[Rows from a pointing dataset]

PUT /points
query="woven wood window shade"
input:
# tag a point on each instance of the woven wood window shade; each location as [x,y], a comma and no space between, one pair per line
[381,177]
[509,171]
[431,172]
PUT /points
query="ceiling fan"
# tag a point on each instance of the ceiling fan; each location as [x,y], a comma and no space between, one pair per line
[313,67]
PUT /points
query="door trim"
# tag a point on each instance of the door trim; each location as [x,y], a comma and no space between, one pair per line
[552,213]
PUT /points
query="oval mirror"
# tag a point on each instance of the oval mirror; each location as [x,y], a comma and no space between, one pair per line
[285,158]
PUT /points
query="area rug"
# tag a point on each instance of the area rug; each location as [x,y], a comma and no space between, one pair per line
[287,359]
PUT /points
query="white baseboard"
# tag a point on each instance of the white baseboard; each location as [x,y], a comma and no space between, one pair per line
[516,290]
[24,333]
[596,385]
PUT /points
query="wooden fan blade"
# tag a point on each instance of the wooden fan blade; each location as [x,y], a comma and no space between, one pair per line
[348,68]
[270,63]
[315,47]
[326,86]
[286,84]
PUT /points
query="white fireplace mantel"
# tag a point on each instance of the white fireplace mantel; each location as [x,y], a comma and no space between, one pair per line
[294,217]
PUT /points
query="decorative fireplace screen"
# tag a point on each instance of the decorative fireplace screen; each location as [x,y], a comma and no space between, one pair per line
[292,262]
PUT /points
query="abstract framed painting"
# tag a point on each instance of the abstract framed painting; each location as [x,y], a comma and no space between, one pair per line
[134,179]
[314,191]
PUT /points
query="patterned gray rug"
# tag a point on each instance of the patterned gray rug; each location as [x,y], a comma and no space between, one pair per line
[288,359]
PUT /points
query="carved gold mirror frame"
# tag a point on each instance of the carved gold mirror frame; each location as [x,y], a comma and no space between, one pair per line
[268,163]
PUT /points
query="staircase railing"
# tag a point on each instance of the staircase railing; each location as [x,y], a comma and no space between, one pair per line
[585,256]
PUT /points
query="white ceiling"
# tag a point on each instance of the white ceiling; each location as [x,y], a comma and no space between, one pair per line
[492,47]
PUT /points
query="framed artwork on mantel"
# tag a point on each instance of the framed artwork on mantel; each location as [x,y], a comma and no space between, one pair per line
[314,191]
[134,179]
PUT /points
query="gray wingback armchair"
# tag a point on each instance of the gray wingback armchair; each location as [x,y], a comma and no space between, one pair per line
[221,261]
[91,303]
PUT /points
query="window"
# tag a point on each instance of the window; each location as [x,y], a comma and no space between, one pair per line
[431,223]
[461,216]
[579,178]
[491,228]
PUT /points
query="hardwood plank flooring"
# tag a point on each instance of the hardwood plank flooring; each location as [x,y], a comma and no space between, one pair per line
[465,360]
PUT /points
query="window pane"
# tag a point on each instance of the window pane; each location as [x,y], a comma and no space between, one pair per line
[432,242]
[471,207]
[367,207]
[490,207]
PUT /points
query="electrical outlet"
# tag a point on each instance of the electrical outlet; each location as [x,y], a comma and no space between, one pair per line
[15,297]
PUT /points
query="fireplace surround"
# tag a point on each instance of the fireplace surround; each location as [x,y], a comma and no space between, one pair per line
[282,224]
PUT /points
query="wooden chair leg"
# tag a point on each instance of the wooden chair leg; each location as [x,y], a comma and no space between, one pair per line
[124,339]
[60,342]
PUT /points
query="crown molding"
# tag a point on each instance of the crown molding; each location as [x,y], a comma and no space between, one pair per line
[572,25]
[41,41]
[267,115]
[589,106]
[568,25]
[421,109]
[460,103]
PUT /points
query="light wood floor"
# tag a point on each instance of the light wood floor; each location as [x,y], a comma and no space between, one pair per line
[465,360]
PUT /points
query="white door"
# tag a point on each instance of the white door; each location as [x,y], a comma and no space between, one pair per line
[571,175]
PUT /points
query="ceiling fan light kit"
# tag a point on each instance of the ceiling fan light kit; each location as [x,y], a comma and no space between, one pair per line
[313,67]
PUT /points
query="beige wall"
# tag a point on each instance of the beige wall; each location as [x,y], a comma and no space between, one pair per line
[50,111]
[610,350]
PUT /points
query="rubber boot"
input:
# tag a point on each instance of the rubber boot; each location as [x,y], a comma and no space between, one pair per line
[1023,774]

## Problem requirements
Reproduce the full set of records precisely.

## Response
PUT /points
query="woven wood window shade"
input:
# tag a point on each instance of the woven wood window shade; each location as [x,y], a comma and no space between, one pair per line
[381,177]
[509,171]
[431,172]
PUT /points
query="ceiling fan"
# tag a point on each instance of the ceiling fan; each location as [x,y], a comma and no space between, one pair per line
[313,67]
PUT /points
query="door trim"
# tag a point on each instance of the door trim; each location as [x,y], a comma and no space between, one pair per line
[552,213]
PUT /points
query="oval mirror"
# tag a point on each instance of the oval mirror; each location as [x,y], a comma and no space between, one pair per line
[285,158]
PUT /points
query="area rug"
# tag a point on each instance of the area rug; each location as [x,y], a comma and no space between, one pair per line
[287,359]
PUT /points
query="white baseboard"
# tag a point on each instance of the white baseboard; each location as [x,y], a comma and no space between, one pair per line
[516,290]
[24,333]
[596,385]
PUT /points
query="wooden fan blade"
# tag a point on each instance of the wooden fan blade; each location as [x,y], a comma and no space between, one pair per line
[348,68]
[270,63]
[315,47]
[326,86]
[286,84]
PUT /points
query="white fireplace mantel"
# tag a point on each instance of the white fireplace mantel; each location as [x,y], a comma and no space between, one pair per line
[294,217]
PUT /points
query="decorative fireplace screen"
# tag a point on each instance of the decorative fireplace screen; each location as [x,y], a comma and no space between, one pair per line
[292,262]
PUT /points
query="abstract framed painting"
# tag a point on each instance of the abstract framed painting; each location as [x,y], a comma and no space between, one pair per line
[134,179]
[314,191]
PUT /points
query="patterned gray rug"
# tag a point on each instance of the patterned gray rug; each location as [x,y], a comma and no space between, one pair per line
[288,359]
PUT /points
query="carved gold mirror frame"
# tag a point on each instance of the carved gold mirror frame; each location as [x,y], a comma and no space between, one pair per line
[268,163]
PUT /points
query="staircase railing"
# tag a point on each instance of the staircase railing; each location as [x,y], a comma and no space between, one pair per line
[585,256]
PUT /points
query="white ceiling"
# tag a point on each instance of the white ceiling; each location as [x,y], a comma and no space between, one pair per line
[492,47]
PUT /points
query="framed artwork on mantel"
# tag a point on each instance of the framed artwork on mantel; each location as [x,y], a comma and no space between, one pair per line
[314,191]
[134,179]
PUT /points
query="gray wingback armchair"
# tag a point on each instance of the gray wingback armchair; each location as [x,y], a comma and no space between, one pair per line
[221,261]
[91,303]
PUT /points
query="window"
# tag a point on each instance of the window; each location as [x,y], a comma and no space between, one pair per line
[431,223]
[461,216]
[579,178]
[491,228]
PUT /points
query="hardwood plank flooring"
# tag a point on each instance of the hardwood plank flooring; each location as [x,y], a comma and no space between, one pair per line
[465,360]
PUT /points
query="window pane"
# tag a point on each instance of the window pane; each location as [x,y], a comma and no space between, one pair per line
[432,242]
[471,207]
[367,207]
[490,207]
PUT /points
query="electrical outlet"
# tag a point on each instance of the electrical outlet; each location as [x,y], a comma and no space between, one pair per line
[15,297]
PUT /points
query="fireplace surround"
# tag a point on each instance of the fireplace surround; each location as [x,y], a comma and no space between, one pair per line
[282,224]
PUT /points
query="wooden chair leg"
# tag a point on each instance of the wooden chair leg; each location as [x,y], a comma and no space between, one pair per line
[124,339]
[60,342]
PUT /points
query="crown molding"
# tag a point on each instance of the crown molding; each location as [x,y], a comma and no space between, one pair per line
[572,25]
[41,41]
[267,115]
[589,106]
[568,25]
[421,109]
[460,103]
PUT /points
query="light wood floor"
# tag a point on each instance of the light wood floor; each location as [x,y], a comma and no space between, one pair per line
[465,360]
PUT /points
query="white door"
# tag a point on each instance of the white door; each location as [x,y], a comma and no space between, one pair per line
[571,175]
PUT /points
query="ceiling fan light kit"
# tag a point on each instance of the ceiling fan light kit; each location as [x,y], a comma and no space between, one pair per line
[313,67]
PUT /points
query="beige wall"
# tag a point on each instance of the beige wall; each location as [x,y], a comma and no space between, one pair per line
[50,111]
[610,350]
PUT /points
query="rubber boot"
input:
# tag a point on each instance of the rubber boot; each location as [x,y], a comma and no space between, one pair per line
[1023,774]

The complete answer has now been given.